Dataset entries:
======
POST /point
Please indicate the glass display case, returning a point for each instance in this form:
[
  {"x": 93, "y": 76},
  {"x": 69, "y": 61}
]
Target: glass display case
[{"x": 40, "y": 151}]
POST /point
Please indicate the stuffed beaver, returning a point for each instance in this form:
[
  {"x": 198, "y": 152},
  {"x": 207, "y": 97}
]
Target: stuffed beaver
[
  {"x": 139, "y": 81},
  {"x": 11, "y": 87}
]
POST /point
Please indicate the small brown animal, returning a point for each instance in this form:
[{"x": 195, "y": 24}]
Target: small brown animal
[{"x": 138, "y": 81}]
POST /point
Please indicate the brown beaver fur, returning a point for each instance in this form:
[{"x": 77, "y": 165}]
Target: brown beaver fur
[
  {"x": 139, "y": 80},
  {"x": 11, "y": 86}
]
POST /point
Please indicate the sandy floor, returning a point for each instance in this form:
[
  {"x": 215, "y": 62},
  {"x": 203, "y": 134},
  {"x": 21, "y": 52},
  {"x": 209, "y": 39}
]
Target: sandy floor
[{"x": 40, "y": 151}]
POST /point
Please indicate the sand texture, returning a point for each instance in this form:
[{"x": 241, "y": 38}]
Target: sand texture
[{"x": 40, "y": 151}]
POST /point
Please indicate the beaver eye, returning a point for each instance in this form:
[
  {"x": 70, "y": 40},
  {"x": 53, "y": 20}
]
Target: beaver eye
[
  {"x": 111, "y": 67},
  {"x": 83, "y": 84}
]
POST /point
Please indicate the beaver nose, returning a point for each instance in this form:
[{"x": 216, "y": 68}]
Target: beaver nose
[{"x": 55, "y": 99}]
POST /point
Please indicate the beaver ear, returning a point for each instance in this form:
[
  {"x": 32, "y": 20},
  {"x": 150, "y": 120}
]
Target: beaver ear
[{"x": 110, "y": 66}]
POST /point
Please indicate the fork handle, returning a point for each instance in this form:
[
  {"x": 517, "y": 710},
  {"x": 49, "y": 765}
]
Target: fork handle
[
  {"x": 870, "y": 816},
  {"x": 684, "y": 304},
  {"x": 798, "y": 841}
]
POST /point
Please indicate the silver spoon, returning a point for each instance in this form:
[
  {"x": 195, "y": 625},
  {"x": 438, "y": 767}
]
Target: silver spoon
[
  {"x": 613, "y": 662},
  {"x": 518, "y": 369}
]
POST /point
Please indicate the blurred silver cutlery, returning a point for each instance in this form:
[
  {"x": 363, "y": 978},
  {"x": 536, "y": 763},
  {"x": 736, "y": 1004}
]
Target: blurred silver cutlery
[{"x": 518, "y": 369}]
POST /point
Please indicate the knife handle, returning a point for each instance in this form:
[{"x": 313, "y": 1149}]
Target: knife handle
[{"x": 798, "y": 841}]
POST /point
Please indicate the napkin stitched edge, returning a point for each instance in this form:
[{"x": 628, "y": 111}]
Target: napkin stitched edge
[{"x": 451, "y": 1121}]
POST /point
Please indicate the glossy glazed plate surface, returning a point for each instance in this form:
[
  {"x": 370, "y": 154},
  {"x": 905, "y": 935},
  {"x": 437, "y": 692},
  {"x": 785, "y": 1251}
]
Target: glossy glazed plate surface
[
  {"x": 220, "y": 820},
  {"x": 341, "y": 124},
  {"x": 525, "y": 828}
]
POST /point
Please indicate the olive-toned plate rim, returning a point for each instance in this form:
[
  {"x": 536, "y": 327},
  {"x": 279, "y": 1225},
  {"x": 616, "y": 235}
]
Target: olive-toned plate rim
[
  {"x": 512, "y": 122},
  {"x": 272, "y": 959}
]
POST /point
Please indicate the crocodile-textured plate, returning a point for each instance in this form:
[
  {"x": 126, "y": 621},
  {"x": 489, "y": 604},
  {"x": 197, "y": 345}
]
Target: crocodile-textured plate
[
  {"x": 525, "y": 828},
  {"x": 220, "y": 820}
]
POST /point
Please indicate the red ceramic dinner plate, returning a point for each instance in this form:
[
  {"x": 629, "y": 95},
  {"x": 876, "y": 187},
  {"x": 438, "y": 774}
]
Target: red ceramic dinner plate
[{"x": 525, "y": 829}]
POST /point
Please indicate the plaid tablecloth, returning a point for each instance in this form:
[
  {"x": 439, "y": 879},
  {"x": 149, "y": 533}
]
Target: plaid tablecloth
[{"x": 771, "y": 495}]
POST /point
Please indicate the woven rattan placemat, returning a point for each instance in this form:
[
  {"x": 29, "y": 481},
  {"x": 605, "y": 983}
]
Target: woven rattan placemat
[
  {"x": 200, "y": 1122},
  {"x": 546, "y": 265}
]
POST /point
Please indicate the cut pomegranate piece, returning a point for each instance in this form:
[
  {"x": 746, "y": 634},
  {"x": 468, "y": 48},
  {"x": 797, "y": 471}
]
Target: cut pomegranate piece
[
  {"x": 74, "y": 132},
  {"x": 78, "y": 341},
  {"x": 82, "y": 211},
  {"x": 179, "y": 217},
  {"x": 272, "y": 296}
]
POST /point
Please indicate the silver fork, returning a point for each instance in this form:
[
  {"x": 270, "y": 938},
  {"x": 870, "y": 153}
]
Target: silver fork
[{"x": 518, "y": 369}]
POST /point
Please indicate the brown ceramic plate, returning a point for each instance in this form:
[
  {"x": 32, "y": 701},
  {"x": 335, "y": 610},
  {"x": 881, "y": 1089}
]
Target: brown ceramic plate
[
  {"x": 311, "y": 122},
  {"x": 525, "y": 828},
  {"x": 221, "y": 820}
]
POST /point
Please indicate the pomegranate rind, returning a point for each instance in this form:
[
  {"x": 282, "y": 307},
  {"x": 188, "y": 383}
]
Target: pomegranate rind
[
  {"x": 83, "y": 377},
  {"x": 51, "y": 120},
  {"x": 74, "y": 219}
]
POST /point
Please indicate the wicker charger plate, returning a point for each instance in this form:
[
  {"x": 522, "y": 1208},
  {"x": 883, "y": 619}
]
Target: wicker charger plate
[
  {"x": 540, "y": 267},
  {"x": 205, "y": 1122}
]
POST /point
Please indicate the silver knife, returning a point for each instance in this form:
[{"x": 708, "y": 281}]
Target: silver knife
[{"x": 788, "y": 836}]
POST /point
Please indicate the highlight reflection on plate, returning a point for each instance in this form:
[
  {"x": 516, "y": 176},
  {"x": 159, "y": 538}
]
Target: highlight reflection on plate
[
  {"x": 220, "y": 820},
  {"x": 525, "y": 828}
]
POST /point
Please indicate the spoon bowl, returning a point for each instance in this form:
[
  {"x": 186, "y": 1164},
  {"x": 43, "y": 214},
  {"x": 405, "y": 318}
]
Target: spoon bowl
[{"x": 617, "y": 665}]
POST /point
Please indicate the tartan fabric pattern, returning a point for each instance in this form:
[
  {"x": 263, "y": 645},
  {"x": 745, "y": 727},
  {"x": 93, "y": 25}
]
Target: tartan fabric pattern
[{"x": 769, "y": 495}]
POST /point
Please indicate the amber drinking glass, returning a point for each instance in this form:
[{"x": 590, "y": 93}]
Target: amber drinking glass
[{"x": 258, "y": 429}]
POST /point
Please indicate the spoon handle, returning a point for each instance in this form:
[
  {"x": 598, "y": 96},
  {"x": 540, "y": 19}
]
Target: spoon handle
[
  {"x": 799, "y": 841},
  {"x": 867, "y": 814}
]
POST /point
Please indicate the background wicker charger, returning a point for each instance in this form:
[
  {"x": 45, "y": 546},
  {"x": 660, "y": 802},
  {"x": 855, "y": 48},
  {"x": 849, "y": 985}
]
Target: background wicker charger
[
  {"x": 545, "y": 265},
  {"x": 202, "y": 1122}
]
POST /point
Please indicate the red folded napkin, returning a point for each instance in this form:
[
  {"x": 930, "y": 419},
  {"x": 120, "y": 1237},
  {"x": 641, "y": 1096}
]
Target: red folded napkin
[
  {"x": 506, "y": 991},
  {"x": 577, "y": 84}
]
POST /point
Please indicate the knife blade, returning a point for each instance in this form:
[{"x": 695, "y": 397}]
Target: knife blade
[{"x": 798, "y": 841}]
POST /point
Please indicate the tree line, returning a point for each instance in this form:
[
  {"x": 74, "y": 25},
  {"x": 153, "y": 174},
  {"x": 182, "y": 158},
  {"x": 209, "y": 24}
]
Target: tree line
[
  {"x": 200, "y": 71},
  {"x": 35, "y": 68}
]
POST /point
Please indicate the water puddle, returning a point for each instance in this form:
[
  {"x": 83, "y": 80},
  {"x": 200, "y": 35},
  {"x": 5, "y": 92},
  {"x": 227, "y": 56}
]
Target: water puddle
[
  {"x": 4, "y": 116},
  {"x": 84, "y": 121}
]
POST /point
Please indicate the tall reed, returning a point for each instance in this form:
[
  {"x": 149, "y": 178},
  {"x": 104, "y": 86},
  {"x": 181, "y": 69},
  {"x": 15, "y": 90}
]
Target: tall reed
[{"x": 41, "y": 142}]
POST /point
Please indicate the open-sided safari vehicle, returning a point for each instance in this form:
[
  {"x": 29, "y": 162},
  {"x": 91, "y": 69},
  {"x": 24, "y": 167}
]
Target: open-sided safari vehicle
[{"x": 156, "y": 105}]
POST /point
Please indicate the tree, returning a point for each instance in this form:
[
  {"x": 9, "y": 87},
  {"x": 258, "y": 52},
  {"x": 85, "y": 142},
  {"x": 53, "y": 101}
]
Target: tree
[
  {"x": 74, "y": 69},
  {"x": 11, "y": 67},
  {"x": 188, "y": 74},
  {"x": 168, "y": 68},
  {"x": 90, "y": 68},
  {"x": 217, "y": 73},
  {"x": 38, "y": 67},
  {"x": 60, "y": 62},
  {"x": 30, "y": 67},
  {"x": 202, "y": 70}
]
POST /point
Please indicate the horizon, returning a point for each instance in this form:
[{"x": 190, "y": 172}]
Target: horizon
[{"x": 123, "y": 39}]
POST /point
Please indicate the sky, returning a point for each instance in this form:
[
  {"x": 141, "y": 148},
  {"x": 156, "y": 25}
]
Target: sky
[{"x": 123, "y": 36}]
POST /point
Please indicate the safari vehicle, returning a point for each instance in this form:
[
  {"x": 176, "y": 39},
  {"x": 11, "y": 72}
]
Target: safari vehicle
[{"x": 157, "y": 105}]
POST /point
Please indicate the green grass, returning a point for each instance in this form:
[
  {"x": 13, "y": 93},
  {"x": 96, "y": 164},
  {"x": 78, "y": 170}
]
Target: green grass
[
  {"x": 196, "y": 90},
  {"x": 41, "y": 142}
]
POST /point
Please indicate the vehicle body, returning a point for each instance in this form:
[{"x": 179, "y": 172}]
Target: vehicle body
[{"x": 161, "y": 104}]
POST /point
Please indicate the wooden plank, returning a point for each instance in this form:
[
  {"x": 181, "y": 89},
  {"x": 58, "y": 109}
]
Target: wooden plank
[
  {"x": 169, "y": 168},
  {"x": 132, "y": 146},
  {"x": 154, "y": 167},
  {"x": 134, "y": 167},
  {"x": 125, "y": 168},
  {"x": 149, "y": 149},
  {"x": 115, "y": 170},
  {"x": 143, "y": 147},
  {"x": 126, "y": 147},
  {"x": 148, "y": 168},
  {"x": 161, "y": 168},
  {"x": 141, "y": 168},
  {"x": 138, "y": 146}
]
======
(What you have to do) Using the entries above, restate word for word every line from the one that contains "Target: safari vehicle" through the last.

(The completed task)
Target: safari vehicle
[{"x": 157, "y": 105}]
POST /point
Please indicate the green grass, returning a point for each instance in this form:
[
  {"x": 13, "y": 93},
  {"x": 96, "y": 164},
  {"x": 78, "y": 170}
]
Target: green grass
[
  {"x": 196, "y": 90},
  {"x": 41, "y": 142}
]
POST /point
Please indicate the vehicle body, returning a point for each instance in this form:
[{"x": 179, "y": 172}]
Target: vehicle body
[{"x": 161, "y": 104}]
POST /point
Please indicate the wooden plank, returning a point for each instance in this form:
[
  {"x": 181, "y": 89},
  {"x": 58, "y": 109}
]
Target: wooden plank
[
  {"x": 169, "y": 168},
  {"x": 132, "y": 146},
  {"x": 154, "y": 167},
  {"x": 134, "y": 167},
  {"x": 125, "y": 168},
  {"x": 149, "y": 149},
  {"x": 115, "y": 170},
  {"x": 143, "y": 147},
  {"x": 126, "y": 147},
  {"x": 148, "y": 168},
  {"x": 161, "y": 168},
  {"x": 141, "y": 168},
  {"x": 138, "y": 146}
]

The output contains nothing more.